= Supplied passage =
++++++++
Did you know that those
huge balloons are filled
with balsa wood?
I thought it was helium.
Well, aren't you
a piece of work?
Alice, can you pick up the pace?
I want people to see what I
look like with my ears blown back.
Mmm. That is
excellent potato salad.
I have never had better.
It's the dill pickles.
Do not leave here without
giving me that recipe.
Asok, can I ask you a question?
Ask away.
I am on vacation and have
all the time in the world.
What I'm wondering is:
how can you be so happy?
Why wouldn't I be happy?
Well, you're an intern
who earns so little
you have to take your
vacation in the restroom.
That is true.
And no one give you
any respect whatsoever.
Oh! You got me again.
And your family is in India.
You have to spend the Dogbert
Day holiday without them,
not that they're missing much.
It's the most meaningless
holiday ever invented.
What time is it, my friend?
It's 4:45.
That means it's almost 7:00
a.m. at my parents home in India.
They will be awakening soon.
In a few minutes, as they
have every day since I was born
they will wake up
and think of me.
I will be in their
thoughts all day.
Do you think of
them all day, too?
No, I am often caught up
in the hustle and
bustle of cubicle life.
Sometimes, I need a reminder.
Sometimes, I need a Dogbert Day.
++++++++
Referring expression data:

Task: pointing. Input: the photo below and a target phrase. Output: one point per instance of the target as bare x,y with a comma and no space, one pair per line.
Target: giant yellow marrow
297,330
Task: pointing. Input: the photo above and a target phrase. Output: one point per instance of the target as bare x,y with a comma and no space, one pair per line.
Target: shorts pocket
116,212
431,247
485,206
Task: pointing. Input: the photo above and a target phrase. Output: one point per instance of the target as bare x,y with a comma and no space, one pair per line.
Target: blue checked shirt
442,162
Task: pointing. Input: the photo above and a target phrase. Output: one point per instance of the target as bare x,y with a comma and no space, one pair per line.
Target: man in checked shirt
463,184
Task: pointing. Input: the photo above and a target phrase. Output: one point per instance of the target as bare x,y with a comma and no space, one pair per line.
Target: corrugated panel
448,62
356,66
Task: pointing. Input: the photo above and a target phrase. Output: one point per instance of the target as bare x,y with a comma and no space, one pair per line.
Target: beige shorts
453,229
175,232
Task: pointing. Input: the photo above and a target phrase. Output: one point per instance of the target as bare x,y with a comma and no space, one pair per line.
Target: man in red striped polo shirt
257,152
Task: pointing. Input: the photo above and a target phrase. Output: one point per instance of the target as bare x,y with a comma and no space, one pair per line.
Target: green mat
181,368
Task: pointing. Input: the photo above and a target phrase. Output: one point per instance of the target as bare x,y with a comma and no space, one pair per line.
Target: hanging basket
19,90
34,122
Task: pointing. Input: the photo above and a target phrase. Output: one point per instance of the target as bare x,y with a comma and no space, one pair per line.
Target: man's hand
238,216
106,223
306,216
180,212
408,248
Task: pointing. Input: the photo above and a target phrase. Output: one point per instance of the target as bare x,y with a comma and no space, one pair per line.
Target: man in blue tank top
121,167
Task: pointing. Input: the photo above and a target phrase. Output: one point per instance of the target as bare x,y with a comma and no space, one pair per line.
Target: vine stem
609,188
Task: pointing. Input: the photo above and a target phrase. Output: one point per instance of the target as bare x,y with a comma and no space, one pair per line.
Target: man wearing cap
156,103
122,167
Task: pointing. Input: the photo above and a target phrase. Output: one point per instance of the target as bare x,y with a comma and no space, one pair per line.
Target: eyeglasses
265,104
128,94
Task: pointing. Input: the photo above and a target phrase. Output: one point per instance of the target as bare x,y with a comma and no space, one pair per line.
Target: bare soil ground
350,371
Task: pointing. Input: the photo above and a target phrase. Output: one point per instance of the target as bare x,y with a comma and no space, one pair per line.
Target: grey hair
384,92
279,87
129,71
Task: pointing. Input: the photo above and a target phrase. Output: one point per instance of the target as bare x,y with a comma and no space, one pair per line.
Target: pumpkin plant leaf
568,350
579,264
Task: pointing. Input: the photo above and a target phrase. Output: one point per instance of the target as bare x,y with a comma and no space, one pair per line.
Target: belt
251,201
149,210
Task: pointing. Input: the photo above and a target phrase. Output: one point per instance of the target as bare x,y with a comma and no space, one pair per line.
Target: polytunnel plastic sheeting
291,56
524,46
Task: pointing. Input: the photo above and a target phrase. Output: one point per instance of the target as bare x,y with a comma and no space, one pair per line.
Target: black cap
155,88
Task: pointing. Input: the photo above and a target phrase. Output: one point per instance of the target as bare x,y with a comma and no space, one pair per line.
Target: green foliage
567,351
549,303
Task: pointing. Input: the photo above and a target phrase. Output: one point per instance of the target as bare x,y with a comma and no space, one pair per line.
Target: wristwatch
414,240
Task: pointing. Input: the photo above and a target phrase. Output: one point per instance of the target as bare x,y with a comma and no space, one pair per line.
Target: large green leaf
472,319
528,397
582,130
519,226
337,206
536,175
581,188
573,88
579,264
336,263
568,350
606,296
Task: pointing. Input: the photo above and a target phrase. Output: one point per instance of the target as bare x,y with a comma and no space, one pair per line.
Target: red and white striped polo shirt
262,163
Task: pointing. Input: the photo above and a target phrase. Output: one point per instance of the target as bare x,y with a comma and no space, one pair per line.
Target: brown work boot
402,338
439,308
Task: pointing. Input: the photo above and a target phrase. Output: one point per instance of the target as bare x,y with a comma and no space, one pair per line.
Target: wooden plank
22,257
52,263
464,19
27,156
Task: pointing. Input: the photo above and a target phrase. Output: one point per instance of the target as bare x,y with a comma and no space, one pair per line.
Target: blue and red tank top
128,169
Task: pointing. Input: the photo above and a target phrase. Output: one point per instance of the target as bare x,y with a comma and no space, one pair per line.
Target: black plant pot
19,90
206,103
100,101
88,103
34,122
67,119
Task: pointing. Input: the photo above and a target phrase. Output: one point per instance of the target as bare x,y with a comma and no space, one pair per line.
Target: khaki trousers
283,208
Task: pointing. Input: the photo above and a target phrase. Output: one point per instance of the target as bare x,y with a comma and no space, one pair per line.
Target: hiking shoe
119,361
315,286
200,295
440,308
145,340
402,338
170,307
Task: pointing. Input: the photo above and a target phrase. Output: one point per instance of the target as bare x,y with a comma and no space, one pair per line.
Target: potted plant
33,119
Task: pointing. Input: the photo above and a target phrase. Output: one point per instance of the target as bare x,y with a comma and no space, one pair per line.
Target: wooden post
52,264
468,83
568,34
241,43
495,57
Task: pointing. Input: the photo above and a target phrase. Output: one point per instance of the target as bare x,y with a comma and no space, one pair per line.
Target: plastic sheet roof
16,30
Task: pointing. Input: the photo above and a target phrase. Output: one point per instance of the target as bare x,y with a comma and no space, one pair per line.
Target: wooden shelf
++++++++
= Exercise details =
In the comic dialogue, what ingredient is credited for making the potato salad so good? This listing comes from a different source than the text.

= Exercise output =
The dill pickles.